Текст упражнения ::

◆ ◆ ◆ ◆

А.Ш. Александр Петрович, давайте вернемся в 40-й год. Вы в госпитале после
тяжелого ранения. Что дальше?

    
А.П. Увольняют меня с полной инвалидностью. Но я же не могу дома сидеть.
Вообще-то у меня, вы не забыли, есть и другие обязанности. Словом, я, как
истинный патриот, подаю рапорт и прошу зачислить на любую должность в тыловую
часть. И направляют меня, не без помощи моих родственников, в Регенсбург, где
авиазаводы Мессершмитта, для обеспечения рабочей силы для этих производств из
концентрационных лагерей. Это произошло в феврале 1941 года.

    
А.Ш. А что происходит с вашей разведывательной деятельностью? Когда вы впервые
вышли на связь с вашим центром? Что вы, в конце концов, делали как разведчик?

    
А.П. Арон Ильич, ну зачем вам эта дешевая приключенщина?

    
А.Ш. Но ведь это было. И об этом вы еще не сказали не слова.

    
А.П. Простая вещь. Никаких особых тонкостей не было. Почти два года, кроме
моего условного сообщения, что я успешно легализовался, со мной никакой связи
не было. В октябре 40 года, когда я лежал в госпитале появился там новый врач.
Подошел ко мне раз, два, заговаривает со мной больше, чем с другими ранеными.
Это меня насторожило вначале. Потом вижу обыкновенный дурачок, немец, которого
интересует, что и как было в России. Я ведь не скрывал, что я из Союза. А
однажды он мне сказал одну фразу вроде, что дядя Кронид и Эйзер хорошие ребята.
То есть то, что мог знать только я, и это был заранее обусловленный пароль. С
этого момента установилась связь. Сообщили, кто и когда придет. Пришел человек
только через пять месяцев. А после этого была установлена более или менее
постоянная связь.

    
А.Ш. Было условлено, что вы где-то, кому-то передаете информацию, был
“почтовый ящик”?

    
А.П. У меня были связники. Через третьи руки все уходило, и я не знал, кому и
куда.

    
А.Ш. Но это тоже плохо: личное знакомство. Его могли выследить и выйти на вас.

    
А.П. Я никогда не встречался с одним и тем же. Встречи два-три раза в году.
Предварительно телефонный звонок.

    
А.Ш. Где это происходило?

◆ ◆ ◆ ◆

Данные для анализа ::

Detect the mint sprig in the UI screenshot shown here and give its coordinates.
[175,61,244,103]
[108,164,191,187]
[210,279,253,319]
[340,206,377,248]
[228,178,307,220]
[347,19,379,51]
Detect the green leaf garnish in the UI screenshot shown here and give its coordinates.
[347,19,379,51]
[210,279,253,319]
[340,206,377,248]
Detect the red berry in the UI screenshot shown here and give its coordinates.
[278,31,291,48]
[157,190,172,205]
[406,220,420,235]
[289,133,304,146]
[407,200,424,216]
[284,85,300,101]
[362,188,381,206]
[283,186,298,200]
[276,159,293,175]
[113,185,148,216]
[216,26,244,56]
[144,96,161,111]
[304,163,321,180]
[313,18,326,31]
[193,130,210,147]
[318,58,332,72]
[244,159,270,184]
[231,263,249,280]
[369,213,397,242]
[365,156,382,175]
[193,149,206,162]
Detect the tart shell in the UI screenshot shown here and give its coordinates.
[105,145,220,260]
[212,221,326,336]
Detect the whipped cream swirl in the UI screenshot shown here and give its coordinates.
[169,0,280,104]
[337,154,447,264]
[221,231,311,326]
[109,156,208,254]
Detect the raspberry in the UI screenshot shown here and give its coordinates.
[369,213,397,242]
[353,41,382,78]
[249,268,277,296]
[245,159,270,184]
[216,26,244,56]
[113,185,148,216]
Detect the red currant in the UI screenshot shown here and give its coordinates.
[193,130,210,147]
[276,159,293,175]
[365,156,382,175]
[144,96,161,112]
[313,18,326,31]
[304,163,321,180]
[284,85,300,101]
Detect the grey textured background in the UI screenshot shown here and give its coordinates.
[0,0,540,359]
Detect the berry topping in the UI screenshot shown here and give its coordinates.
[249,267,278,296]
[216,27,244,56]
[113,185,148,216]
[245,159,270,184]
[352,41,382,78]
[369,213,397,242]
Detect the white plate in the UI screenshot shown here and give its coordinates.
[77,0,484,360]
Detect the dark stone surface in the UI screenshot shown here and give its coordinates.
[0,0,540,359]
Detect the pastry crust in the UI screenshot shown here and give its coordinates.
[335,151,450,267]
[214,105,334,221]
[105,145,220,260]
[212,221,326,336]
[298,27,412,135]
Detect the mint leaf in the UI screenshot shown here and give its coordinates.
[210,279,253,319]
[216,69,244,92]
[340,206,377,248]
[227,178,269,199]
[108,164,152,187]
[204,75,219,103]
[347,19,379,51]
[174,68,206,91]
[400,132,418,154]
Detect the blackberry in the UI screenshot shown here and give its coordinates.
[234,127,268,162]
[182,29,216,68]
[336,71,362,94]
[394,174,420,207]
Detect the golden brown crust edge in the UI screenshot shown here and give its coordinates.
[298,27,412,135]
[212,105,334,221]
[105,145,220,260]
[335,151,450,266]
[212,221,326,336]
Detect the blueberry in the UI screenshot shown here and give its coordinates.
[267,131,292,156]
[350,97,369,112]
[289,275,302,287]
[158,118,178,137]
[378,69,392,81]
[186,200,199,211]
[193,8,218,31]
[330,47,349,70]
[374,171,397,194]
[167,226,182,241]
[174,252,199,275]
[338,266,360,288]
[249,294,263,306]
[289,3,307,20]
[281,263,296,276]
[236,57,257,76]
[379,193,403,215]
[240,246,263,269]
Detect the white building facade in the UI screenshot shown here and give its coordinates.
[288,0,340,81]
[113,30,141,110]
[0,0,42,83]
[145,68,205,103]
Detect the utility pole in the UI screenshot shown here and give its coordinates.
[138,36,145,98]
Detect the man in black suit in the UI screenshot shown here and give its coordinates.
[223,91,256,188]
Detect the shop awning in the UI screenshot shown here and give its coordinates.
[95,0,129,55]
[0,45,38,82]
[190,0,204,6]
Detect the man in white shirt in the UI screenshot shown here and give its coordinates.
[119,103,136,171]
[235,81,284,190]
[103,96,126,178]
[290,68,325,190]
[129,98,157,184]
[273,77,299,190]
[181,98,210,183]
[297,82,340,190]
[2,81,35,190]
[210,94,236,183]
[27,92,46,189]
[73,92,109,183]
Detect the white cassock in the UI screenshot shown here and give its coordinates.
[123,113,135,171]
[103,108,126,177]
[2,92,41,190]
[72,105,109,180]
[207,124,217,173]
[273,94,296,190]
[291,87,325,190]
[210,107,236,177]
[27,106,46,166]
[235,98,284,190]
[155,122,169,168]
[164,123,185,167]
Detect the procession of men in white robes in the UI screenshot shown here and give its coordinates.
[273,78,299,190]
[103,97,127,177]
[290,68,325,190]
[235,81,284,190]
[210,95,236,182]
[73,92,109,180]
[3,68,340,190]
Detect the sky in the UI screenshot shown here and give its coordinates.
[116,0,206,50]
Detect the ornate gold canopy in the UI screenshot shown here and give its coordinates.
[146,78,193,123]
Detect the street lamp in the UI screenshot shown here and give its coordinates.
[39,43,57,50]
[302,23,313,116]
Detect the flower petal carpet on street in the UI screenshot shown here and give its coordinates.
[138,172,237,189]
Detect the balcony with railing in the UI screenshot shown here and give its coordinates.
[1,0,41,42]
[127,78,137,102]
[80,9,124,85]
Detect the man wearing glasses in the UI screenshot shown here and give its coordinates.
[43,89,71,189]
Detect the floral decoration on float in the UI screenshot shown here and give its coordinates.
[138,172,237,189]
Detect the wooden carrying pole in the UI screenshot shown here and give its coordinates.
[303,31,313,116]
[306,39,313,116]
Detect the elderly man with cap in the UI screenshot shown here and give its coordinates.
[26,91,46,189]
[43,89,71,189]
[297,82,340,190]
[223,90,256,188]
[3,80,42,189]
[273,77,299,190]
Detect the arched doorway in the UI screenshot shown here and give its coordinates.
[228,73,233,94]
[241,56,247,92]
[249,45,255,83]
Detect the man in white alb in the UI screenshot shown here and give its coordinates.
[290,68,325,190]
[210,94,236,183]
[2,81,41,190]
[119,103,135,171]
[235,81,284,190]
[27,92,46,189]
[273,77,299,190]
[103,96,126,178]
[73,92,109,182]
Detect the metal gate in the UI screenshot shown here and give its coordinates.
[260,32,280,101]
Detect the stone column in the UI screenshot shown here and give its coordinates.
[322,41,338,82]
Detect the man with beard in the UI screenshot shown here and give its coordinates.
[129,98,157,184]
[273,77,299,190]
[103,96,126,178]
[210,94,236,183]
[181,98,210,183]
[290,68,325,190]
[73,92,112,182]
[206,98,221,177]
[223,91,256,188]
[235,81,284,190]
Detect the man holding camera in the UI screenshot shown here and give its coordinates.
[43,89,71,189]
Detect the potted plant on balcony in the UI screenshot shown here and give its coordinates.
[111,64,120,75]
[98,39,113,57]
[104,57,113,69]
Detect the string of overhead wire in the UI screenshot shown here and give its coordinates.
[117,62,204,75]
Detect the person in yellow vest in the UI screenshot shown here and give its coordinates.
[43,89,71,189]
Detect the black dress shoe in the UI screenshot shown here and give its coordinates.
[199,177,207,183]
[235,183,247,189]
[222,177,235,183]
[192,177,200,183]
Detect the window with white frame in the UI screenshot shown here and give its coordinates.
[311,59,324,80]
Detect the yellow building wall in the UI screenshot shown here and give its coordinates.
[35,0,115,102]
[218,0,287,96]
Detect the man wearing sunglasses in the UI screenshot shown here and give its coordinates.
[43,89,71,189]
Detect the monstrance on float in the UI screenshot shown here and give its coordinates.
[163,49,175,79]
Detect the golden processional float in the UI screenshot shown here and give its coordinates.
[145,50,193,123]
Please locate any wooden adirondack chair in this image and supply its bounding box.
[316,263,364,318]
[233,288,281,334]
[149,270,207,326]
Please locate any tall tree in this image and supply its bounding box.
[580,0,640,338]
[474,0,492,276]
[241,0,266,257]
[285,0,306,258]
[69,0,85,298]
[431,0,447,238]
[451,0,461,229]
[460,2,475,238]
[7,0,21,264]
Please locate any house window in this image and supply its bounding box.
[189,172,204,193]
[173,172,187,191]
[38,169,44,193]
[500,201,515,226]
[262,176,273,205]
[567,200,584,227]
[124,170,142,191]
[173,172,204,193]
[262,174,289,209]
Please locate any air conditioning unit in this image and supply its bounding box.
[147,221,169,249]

◆ ◆ ◆ ◆

Задание ::
Продолжите интервью с Александром Петровичем о его разведывательной работе в Германии, начав сразу после последней реплики.

Место для ответа ::
А.П. Назначалось место. Мог быть ресторан. Не всегда приходил в форме. У меня
же не папка с документами. Усы никогда не клеил. Нормальные люди этого не
делают. Через пять минут определю: наклеены у вас усы или нет или наоборот вы
определите. Зачем же фокусы делать?

    
А.Ш. Поговорим о том, к чему разведчик, мне кажется, должен быть готов — к
провалу. Например, тот человек, которому вы передали информацию, мог быть
арестован через час, или хуже — взят вместе с вами в момент передачи, или он
оказался предатель и вас уже “ведут”. Что тогда?

    
А.П. К счастью, меня бог миловал. Обошлось. А думать о провале — это уже путь к
нему. Надо все предусмотреть, чтобы избежать его. Мне удавалось. Однажды ценой
страшной ошибки.

    
А.Ш. Вот я и хочу поговорить об этом. Есть такие стороны разведки, которые
можно обозначить, как “темные”, о них не принято говорить, о них не
пишут. Мы можем говорить о морали и совести разведчика?

    
А.П. То, что я расскажу, можете считать ответом. Со мной работало три человека.
Одного из них мы заподозрили в том, что он может нам повредить или, возможно,
приведет к провалу. Парткомиссии нет, в Москву не отправишь. Мы его просто
убираем. А после войны выясняется, что он ни в чем не виновен.

    
А.Ш. Это было в вашей жизни?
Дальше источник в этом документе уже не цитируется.